*The problem*.
Search the entries for lines that contain the word "sailor", and report each one found.
'''
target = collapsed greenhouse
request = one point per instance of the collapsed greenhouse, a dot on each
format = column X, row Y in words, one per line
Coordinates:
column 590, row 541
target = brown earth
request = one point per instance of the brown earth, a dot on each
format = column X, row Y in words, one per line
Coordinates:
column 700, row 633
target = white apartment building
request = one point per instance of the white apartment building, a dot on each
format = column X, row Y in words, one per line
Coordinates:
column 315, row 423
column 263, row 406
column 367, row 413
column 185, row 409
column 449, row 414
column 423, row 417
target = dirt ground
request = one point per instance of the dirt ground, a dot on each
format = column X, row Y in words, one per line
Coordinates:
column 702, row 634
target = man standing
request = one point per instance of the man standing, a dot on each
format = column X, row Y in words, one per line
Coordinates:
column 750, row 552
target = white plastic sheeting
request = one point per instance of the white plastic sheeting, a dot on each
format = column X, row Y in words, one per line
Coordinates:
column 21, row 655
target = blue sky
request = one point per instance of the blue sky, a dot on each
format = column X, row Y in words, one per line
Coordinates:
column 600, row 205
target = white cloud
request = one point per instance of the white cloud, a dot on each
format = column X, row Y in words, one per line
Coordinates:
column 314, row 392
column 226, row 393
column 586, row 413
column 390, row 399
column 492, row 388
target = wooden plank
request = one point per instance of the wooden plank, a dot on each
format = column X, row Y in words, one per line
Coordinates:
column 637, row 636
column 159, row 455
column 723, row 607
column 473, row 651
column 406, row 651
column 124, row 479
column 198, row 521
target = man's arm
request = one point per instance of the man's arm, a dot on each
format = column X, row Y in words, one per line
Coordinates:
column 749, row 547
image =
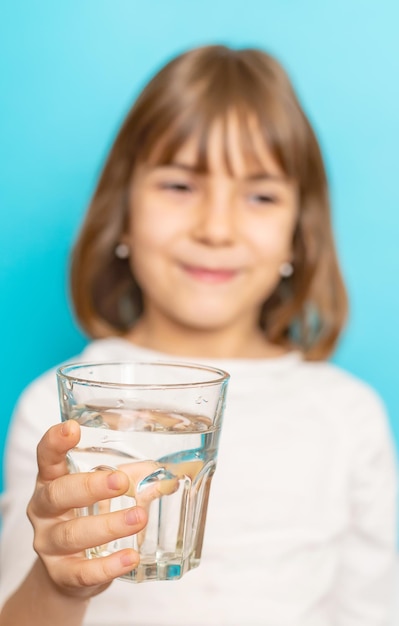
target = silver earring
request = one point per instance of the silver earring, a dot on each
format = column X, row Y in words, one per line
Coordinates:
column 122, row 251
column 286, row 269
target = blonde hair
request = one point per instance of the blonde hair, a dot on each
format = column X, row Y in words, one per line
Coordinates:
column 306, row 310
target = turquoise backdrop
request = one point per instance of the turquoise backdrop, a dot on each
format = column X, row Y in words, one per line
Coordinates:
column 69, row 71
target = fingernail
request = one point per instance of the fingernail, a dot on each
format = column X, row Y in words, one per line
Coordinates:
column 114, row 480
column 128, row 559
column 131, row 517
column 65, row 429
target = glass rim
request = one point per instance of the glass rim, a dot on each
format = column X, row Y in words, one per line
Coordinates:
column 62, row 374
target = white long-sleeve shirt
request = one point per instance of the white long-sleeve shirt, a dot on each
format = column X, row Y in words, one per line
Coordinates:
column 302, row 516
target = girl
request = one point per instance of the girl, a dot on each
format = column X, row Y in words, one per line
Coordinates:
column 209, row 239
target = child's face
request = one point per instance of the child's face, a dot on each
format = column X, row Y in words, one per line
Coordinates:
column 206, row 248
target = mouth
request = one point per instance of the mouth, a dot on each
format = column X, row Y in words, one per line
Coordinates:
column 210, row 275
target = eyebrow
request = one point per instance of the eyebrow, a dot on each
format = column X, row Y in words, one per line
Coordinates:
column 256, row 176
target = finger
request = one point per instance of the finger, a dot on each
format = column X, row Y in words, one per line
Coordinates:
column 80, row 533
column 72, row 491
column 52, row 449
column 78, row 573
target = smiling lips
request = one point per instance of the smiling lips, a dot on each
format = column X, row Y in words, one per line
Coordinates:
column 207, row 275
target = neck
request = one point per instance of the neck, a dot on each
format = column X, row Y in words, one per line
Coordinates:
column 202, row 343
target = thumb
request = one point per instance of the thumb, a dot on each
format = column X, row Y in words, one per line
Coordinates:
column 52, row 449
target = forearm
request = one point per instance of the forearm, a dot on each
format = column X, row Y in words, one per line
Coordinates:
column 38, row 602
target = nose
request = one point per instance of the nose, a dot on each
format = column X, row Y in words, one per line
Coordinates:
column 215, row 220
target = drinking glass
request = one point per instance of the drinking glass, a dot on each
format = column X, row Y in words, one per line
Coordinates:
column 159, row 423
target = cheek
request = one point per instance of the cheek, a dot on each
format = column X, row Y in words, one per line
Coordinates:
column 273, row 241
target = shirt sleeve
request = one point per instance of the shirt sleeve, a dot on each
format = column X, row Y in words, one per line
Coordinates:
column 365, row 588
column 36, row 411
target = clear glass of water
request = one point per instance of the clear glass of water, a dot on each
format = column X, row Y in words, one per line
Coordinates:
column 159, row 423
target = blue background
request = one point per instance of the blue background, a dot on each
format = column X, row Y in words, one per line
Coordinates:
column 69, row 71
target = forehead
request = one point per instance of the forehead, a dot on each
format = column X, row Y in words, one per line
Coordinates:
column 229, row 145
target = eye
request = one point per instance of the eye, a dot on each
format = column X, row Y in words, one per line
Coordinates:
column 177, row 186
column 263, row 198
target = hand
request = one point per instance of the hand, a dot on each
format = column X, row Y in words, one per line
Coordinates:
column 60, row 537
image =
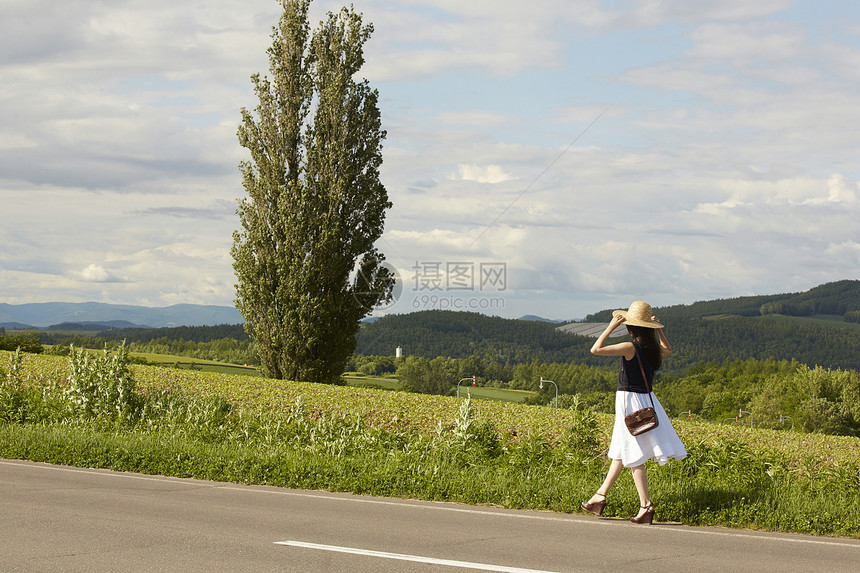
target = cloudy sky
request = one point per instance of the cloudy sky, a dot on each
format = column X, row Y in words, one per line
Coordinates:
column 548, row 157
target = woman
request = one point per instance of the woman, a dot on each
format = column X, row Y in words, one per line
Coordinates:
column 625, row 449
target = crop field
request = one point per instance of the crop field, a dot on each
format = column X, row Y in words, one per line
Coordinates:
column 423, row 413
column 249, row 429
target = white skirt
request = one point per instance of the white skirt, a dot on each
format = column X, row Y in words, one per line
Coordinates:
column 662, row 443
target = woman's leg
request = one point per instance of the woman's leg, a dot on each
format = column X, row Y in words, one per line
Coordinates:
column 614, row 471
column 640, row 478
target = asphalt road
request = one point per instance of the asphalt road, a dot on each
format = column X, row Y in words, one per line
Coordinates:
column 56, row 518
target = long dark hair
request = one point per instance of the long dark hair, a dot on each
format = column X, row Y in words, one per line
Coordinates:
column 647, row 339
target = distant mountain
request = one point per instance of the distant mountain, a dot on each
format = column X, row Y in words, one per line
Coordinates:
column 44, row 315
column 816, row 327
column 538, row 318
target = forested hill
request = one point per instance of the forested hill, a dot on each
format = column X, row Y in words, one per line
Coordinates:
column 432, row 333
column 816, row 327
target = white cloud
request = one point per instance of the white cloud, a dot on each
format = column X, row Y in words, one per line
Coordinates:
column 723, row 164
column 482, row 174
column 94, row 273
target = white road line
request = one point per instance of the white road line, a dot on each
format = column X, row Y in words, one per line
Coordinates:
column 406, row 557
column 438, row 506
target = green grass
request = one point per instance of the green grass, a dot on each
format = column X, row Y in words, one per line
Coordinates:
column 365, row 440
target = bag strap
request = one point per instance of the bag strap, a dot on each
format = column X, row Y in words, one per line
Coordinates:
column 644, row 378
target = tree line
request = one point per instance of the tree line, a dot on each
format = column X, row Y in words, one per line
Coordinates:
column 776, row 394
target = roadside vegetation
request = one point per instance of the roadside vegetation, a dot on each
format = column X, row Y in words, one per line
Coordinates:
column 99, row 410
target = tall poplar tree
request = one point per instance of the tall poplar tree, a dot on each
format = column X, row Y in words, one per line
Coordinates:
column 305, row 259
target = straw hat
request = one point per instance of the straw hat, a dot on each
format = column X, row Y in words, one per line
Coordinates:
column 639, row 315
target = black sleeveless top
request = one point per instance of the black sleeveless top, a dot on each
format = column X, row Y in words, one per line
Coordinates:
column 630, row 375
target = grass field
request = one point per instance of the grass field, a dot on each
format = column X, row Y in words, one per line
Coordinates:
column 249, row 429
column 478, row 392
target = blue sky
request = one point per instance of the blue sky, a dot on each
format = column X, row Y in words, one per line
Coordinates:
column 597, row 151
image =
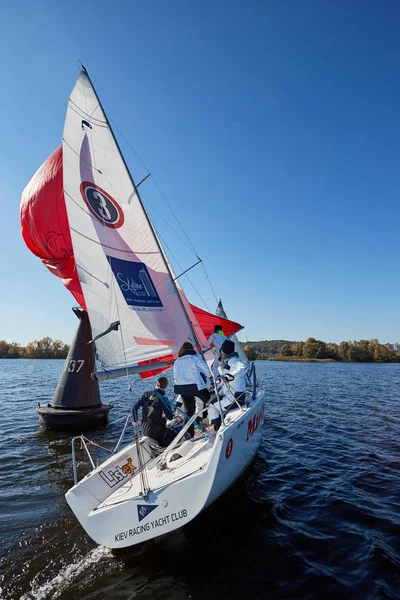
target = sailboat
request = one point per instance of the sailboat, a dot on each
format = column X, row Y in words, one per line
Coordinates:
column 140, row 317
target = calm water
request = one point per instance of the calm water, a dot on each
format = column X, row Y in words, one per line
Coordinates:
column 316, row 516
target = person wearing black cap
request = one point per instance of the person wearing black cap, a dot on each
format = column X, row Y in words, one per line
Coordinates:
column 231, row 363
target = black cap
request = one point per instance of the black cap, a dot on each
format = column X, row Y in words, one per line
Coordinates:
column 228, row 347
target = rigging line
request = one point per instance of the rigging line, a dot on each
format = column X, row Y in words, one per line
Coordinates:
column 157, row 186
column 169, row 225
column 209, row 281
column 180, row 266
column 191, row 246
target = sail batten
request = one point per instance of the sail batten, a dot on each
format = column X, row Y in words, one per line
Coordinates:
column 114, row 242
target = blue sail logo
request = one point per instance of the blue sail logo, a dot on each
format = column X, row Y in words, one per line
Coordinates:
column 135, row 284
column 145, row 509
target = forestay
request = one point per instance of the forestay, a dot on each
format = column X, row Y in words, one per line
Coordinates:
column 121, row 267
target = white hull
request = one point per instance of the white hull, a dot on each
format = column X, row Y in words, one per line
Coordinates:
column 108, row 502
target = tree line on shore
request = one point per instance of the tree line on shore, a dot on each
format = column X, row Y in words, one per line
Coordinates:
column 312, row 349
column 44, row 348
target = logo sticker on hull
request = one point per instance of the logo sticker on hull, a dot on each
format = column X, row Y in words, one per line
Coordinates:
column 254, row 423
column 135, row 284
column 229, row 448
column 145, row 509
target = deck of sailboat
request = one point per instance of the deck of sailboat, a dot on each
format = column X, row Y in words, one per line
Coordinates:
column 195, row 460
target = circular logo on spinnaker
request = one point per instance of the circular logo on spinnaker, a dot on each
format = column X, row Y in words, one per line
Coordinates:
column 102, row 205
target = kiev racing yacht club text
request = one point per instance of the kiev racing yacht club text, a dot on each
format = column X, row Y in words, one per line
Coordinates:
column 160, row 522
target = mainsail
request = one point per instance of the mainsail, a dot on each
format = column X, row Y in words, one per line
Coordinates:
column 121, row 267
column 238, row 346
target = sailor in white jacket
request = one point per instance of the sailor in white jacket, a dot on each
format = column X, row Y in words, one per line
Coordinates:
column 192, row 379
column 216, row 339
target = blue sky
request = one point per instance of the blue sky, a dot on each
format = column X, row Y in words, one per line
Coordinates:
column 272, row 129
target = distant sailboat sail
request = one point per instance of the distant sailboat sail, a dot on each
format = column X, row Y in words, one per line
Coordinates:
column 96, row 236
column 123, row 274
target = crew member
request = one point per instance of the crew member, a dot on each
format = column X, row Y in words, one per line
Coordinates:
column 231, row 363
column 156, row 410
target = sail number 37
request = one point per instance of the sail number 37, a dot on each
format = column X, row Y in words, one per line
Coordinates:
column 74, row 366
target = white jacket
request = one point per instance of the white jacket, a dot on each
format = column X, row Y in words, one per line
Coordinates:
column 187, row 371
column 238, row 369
'''
*Reply to the exercise*.
target = sailor in white jacket
request = one point per instance of the sailor in white jacket, a dot on each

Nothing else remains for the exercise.